Excerpt from a dataset

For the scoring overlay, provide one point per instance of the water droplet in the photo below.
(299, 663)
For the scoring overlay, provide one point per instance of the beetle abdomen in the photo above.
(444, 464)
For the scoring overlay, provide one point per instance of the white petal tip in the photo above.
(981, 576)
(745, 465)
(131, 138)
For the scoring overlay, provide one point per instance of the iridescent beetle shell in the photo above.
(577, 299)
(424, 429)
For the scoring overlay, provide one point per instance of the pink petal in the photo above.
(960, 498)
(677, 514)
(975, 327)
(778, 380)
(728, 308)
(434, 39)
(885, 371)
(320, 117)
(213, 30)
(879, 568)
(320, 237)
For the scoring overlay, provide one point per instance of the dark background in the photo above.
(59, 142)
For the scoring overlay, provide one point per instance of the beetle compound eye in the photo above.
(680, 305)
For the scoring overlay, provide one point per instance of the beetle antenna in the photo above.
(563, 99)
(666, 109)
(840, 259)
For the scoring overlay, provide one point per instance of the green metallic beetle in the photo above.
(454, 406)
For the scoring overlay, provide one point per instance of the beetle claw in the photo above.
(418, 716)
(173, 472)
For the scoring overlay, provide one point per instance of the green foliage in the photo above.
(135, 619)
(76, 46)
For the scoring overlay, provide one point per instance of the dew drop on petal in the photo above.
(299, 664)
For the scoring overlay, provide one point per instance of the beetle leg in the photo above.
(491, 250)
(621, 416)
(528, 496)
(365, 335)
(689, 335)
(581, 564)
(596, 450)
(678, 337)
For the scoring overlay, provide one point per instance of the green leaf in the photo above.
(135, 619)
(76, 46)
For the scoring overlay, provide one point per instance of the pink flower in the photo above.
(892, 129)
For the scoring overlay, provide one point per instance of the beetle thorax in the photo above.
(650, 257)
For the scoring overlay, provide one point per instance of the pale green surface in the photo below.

## Short exercise
Reproduce word for word the portion of the data that begins with the line containing "on petal in the photo above." and runs to the end of the data.

## Full response
For the scoring overlay, provide one point per instance of the dew drop on petal in the photo above.
(299, 664)
For the scoring overlay, provide one point per instance of the beetle leg in the photo above.
(491, 250)
(621, 416)
(528, 496)
(365, 335)
(689, 335)
(581, 564)
(596, 450)
(678, 337)
For the scoring overlay, provide one point per instance of the green leaf in the photo above.
(135, 619)
(76, 46)
For the scoring overlay, provide one point per instance of the pink flower in the photo above.
(892, 129)
For the scoring overlay, provide one point per instance of the beetle thorax in the photo above.
(650, 257)
For the scoring overlay, provide one point per instance of the pale green surface in the photo below.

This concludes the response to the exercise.